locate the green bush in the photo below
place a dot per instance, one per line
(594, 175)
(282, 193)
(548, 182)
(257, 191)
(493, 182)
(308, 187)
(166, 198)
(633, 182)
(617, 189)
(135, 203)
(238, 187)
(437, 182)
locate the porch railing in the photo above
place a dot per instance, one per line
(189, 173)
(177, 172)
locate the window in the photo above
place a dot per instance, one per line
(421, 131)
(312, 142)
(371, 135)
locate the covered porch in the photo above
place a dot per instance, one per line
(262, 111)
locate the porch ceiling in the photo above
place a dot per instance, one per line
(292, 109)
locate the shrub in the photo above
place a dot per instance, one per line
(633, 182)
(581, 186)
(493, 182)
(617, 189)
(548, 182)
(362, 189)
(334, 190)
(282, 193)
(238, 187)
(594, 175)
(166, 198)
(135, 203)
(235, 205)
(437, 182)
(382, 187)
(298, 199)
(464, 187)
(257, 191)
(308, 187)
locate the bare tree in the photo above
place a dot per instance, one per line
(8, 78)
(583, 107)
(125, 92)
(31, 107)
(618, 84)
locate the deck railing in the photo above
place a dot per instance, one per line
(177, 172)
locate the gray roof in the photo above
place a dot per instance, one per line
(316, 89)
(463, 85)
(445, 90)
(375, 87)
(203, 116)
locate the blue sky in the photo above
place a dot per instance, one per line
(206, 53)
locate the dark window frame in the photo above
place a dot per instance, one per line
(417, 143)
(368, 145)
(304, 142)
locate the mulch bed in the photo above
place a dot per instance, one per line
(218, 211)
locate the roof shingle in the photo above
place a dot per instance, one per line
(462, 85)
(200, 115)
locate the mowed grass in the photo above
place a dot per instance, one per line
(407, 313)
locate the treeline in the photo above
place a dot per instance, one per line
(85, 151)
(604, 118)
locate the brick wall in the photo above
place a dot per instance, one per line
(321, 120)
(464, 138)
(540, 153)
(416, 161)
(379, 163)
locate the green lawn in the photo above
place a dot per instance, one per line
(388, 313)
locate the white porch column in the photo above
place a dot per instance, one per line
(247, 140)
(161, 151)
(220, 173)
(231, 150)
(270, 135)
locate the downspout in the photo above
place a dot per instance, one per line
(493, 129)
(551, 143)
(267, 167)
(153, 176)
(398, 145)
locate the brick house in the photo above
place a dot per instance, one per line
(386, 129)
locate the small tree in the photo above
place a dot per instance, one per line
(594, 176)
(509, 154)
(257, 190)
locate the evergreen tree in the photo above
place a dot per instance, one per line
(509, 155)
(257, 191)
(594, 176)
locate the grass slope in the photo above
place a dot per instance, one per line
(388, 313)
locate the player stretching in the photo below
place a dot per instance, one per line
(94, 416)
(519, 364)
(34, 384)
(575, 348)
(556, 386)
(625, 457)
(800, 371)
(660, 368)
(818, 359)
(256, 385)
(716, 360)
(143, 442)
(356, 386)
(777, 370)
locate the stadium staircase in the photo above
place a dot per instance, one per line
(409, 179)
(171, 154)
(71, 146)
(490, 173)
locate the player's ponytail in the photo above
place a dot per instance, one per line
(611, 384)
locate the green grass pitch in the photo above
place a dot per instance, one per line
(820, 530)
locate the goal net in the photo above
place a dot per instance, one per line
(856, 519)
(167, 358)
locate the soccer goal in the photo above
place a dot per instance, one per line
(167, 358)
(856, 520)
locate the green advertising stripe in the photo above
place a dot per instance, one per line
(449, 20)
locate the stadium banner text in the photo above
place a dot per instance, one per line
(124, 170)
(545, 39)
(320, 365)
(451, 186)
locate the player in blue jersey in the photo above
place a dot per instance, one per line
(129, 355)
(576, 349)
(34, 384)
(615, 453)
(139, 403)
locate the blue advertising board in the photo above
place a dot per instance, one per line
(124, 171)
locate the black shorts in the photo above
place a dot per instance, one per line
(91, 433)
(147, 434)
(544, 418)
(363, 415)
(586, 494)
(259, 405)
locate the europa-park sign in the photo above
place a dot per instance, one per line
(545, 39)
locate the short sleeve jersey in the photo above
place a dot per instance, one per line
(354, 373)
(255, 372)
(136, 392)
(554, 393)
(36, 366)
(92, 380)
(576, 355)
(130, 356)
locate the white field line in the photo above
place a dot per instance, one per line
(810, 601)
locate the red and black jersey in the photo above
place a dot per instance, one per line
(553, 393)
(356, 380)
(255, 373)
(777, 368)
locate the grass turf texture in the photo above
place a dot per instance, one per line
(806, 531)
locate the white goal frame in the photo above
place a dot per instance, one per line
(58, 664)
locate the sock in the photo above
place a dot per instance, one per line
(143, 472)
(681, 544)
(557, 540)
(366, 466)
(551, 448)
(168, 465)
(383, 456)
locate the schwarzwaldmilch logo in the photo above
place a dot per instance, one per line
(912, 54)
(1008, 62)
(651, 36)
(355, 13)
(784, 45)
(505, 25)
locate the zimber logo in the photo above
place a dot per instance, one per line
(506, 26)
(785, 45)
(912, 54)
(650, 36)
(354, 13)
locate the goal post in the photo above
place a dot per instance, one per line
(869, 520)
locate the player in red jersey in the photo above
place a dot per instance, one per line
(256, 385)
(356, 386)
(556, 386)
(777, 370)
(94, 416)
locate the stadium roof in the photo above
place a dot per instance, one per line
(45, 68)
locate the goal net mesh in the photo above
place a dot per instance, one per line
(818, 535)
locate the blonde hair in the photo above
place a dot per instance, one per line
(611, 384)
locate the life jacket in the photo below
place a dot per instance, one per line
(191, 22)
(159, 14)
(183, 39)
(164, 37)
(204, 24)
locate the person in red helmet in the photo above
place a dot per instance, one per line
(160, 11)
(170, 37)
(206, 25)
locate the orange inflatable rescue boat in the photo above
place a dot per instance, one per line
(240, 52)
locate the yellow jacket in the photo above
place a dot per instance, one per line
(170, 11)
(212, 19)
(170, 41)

# PROBLEM DESCRIPTION
In the listing, find every line containing the word "white" and list it.

# FINISHED TASK
locate the white porch column in the photo above
locate the white field line in the photo above
locate the white goal frame in the photo above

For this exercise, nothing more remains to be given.